### Set exercise:
Reproduce the material below word for word, from its first line through the line holding "0;286;626;417", both included.

Extracted data entries:
******************************

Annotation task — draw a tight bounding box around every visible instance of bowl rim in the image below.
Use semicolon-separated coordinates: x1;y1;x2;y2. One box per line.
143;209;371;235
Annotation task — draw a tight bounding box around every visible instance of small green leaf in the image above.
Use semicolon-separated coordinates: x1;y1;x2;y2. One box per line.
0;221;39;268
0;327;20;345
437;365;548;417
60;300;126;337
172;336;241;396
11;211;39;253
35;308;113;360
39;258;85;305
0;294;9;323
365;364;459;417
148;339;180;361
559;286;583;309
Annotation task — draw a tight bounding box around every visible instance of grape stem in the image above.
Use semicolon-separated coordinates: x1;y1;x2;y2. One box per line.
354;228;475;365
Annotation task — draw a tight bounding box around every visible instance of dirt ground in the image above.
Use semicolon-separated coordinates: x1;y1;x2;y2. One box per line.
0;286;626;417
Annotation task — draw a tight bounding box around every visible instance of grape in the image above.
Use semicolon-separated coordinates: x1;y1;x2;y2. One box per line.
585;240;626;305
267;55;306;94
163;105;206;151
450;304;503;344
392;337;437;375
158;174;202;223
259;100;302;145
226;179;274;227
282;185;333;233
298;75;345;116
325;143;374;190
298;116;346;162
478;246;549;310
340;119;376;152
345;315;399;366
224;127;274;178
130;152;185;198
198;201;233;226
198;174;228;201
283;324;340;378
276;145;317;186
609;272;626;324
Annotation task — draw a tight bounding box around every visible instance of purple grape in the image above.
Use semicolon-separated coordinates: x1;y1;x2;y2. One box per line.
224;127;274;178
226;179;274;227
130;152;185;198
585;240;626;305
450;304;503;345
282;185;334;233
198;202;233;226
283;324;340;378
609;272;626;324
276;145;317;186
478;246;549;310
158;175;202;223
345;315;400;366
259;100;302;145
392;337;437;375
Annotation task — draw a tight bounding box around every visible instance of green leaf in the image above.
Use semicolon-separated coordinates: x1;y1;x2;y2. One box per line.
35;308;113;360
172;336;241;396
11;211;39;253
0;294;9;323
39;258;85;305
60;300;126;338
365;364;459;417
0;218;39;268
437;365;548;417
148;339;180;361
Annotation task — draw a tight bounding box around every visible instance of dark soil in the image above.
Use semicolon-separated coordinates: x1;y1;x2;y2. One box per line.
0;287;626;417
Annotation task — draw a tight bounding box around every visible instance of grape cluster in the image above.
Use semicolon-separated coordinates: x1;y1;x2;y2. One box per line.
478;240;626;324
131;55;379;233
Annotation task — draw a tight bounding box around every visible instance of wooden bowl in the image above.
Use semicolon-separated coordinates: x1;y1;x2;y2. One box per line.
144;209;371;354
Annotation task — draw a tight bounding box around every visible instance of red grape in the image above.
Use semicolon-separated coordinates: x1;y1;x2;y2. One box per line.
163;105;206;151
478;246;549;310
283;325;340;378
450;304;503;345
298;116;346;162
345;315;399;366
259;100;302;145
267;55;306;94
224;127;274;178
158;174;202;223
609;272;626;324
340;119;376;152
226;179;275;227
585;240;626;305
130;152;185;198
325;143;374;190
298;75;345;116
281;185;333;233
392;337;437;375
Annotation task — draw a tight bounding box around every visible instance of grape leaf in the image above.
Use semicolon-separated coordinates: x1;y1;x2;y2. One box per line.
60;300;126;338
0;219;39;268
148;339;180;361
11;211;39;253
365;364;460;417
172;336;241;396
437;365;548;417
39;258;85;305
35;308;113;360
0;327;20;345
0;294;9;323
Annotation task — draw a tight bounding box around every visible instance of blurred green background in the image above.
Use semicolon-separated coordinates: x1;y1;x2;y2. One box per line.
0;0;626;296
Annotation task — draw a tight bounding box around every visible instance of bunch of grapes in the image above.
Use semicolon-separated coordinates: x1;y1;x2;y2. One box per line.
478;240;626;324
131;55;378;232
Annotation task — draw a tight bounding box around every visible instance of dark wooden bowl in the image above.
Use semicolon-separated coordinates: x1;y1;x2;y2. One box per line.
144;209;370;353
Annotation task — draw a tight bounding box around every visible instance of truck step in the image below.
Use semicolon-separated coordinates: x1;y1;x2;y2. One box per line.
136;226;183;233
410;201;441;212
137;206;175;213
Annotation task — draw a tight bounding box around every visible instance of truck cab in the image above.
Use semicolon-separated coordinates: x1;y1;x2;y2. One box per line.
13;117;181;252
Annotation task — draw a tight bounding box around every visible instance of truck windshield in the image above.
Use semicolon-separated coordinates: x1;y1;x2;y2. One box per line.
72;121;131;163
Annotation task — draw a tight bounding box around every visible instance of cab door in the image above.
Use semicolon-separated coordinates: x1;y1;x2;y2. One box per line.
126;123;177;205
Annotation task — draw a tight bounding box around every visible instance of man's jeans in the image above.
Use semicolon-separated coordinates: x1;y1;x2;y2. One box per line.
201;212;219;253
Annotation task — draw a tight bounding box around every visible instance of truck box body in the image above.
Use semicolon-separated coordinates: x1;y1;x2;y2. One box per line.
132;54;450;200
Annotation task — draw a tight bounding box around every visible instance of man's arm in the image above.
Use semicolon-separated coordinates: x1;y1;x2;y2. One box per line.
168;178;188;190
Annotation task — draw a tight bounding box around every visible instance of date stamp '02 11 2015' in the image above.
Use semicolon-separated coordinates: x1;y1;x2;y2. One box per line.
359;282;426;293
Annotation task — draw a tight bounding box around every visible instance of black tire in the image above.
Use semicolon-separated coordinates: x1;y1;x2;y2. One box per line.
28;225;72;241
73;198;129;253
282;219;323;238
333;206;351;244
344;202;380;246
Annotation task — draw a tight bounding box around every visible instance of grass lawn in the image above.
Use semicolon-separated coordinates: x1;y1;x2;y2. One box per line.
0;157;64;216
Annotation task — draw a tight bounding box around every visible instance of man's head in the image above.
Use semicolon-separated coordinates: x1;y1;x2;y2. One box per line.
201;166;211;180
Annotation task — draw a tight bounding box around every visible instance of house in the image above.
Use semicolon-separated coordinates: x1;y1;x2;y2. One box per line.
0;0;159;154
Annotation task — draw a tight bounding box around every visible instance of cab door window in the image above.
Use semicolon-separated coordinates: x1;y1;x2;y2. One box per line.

******************************

### Reply to the task:
Annotation task — draw a tight bounding box around every visible instance of bowl rim in the image below.
Use semicolon-separated coordinates: x1;y1;x2;y2. One box per line.
143;209;371;235
Annotation task — draw a tight bounding box around every visible instance of small green leaf in the image above.
Use semicolon-separated coordinates: x1;y1;x2;y2. One box per line.
0;221;39;268
0;327;20;345
437;365;548;417
60;300;126;337
172;336;241;396
11;211;39;253
35;308;113;360
39;258;85;305
0;294;9;323
365;364;459;417
148;339;180;361
559;286;583;309
Annotation task — draw a tight bounding box around every visible instance of grape stem in the image above.
Use semicolon-separated coordinates: x1;y1;x2;y2. One box per line.
354;228;475;365
Annotation task — draw a tight bounding box around every visible instance of dirt ground in the image above.
Use semicolon-separated coordinates: x1;y1;x2;y2. One box per line.
0;286;626;417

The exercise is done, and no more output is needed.